— BEGIN DATA SUPPLIED —
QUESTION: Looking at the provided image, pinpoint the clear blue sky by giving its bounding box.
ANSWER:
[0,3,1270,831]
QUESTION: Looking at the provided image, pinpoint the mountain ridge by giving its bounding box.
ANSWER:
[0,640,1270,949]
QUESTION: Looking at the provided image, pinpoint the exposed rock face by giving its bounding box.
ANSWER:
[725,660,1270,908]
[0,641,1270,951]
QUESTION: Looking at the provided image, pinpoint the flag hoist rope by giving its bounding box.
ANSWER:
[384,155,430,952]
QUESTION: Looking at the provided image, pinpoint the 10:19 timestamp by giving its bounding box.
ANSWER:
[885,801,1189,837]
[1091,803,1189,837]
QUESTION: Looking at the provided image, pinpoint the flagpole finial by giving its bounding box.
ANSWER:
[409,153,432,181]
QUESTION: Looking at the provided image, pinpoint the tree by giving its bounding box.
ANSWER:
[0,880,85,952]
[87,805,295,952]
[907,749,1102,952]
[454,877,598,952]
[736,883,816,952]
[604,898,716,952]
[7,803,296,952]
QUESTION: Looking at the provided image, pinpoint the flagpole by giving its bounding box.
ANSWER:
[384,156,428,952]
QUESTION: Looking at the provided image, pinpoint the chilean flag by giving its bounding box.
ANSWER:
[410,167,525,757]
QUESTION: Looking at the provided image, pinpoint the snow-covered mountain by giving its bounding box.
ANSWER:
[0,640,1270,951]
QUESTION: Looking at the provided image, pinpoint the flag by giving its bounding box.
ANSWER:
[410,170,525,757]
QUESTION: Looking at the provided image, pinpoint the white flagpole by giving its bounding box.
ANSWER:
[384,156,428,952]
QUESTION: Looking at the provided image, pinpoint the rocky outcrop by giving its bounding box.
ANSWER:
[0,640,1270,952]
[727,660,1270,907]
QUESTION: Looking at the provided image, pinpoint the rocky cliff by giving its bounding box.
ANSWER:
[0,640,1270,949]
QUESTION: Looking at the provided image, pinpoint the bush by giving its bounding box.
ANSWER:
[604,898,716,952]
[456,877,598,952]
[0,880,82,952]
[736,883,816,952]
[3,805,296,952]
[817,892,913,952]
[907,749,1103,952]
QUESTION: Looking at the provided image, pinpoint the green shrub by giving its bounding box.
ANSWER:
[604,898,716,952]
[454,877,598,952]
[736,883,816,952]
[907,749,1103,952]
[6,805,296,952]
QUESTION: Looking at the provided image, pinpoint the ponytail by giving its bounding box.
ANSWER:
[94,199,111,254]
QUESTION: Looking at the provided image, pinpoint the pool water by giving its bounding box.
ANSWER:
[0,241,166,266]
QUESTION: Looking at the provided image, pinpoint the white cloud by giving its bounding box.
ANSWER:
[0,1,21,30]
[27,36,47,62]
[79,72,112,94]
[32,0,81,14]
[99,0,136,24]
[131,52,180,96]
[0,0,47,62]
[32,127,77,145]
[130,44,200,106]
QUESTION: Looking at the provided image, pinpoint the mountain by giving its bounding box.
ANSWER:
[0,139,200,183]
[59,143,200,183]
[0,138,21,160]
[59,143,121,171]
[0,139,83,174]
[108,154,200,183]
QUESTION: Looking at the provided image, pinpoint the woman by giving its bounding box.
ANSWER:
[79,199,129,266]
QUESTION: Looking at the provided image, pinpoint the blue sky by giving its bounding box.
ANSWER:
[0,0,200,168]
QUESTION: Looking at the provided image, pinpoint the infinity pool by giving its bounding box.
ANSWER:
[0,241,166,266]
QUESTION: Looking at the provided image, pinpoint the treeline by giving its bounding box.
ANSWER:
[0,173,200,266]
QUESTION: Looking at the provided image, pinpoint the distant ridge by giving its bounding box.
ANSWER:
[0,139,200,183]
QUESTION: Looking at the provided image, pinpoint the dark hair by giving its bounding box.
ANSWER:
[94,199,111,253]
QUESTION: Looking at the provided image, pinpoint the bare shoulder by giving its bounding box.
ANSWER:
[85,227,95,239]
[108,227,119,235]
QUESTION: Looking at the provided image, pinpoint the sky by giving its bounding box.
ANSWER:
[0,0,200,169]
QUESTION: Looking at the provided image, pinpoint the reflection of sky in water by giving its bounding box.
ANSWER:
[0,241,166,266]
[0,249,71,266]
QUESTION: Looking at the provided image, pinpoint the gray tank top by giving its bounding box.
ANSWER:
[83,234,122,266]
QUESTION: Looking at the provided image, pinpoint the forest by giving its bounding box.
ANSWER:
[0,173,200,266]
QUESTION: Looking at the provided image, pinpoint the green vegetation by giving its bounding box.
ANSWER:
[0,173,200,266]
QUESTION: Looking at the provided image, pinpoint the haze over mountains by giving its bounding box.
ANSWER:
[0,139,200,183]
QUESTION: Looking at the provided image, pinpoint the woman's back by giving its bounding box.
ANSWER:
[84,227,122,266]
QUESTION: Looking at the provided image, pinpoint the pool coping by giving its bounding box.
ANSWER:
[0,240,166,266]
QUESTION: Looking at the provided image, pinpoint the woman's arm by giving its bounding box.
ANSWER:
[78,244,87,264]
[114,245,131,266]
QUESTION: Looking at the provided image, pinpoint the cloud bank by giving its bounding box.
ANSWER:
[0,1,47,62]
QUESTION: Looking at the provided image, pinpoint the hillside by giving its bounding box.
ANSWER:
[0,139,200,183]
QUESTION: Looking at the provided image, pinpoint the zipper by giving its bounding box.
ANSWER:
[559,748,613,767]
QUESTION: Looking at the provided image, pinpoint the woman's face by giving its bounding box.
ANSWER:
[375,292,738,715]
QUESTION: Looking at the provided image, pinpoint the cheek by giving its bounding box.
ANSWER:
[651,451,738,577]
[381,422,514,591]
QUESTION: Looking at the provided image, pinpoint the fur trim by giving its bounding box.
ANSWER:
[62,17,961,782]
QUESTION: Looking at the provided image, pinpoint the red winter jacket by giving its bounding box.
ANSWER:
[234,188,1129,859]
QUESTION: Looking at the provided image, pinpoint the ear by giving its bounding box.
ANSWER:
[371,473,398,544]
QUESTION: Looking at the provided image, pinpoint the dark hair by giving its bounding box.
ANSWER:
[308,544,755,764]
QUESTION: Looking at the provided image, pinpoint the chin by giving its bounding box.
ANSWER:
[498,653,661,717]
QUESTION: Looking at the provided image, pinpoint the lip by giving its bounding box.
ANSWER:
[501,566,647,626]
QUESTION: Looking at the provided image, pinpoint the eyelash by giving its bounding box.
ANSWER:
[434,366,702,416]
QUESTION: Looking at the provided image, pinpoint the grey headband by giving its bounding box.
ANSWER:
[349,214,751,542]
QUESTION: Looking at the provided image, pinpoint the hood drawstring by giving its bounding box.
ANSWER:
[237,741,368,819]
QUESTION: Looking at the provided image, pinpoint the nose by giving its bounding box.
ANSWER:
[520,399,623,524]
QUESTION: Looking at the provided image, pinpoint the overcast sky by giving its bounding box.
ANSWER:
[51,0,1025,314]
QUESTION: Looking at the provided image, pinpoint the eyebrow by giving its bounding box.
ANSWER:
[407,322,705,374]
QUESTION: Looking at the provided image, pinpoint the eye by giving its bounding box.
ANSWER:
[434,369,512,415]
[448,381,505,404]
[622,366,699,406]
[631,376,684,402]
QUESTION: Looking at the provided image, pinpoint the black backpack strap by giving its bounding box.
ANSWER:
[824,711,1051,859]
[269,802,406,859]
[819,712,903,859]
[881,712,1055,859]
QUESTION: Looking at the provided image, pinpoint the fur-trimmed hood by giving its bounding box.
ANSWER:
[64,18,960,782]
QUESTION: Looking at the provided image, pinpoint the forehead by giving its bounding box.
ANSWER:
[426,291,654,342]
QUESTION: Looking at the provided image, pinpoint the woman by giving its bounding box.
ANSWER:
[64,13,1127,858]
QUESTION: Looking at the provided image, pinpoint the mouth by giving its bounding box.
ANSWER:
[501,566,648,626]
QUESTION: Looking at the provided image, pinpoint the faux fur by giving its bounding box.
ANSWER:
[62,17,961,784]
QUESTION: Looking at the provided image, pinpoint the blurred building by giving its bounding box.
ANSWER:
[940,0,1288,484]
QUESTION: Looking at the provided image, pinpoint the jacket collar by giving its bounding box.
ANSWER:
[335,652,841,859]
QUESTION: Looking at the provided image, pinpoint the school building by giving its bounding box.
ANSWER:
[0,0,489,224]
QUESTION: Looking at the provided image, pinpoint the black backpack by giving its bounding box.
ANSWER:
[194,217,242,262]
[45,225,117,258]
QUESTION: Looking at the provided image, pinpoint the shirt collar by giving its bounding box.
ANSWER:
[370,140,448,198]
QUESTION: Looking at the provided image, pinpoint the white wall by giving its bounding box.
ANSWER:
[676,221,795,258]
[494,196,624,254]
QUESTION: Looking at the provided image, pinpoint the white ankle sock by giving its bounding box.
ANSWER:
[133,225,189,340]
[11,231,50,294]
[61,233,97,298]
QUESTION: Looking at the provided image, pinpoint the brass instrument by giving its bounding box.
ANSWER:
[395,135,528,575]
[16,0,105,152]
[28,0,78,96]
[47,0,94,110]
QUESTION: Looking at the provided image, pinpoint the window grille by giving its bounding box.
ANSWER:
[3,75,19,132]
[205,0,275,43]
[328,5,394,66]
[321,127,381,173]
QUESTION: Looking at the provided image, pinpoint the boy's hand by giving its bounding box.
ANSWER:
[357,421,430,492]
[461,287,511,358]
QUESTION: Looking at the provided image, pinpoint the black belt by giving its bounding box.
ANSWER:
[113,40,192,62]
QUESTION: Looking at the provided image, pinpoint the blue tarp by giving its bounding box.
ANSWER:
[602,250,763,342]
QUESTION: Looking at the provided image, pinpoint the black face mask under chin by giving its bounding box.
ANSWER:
— END DATA SUPPLIED —
## [WRITTEN TASK]
Copy the material above word for word, starting with the line that contains "QUESTION: Looking at the provided image, pinpoint the grey" and going on through the line that contains "[426,291,654,342]", with both of those lines included.

## [TASK ANSWER]
QUESTION: Looking at the provided image, pinpoint the grey headband by giving its bounding box.
ANSWER:
[349,214,751,542]
QUESTION: Looking at the provided image, pinpoint the hood drawstring by giving its bounding box.
ANSWER:
[237,741,368,819]
QUESTION: Looking at the provided image, pinpoint the nose by giving its bounding box.
ANSWER:
[520,399,623,524]
QUESTION: Looking at the provided image, pinpoint the overcast sky by giving its bounding box.
ANSWER:
[51,0,1025,314]
QUESTION: Looking at the provided image, pinpoint the eyebrow by giving its bounding box.
ANSWER:
[407,322,705,374]
QUESTION: Looking at the provided image, pinpoint the eye by giving its bounding box.
ANSWER:
[434,369,512,415]
[448,381,505,404]
[622,366,699,406]
[631,376,684,402]
QUESTION: Looking at the provided image, pinpoint the black backpack strap by giving its bounding box.
ANSWER:
[824,711,1051,859]
[269,802,406,859]
[819,712,903,859]
[881,712,1055,859]
QUESTION: Looking at the provided image, pinpoint the fur-trimmed hood by giving its bounding box.
ANSWER:
[64,18,960,782]
QUESTION: Looking at the provided image, pinpoint the forehead by giving its bounding box.
ANSWER:
[426,291,654,342]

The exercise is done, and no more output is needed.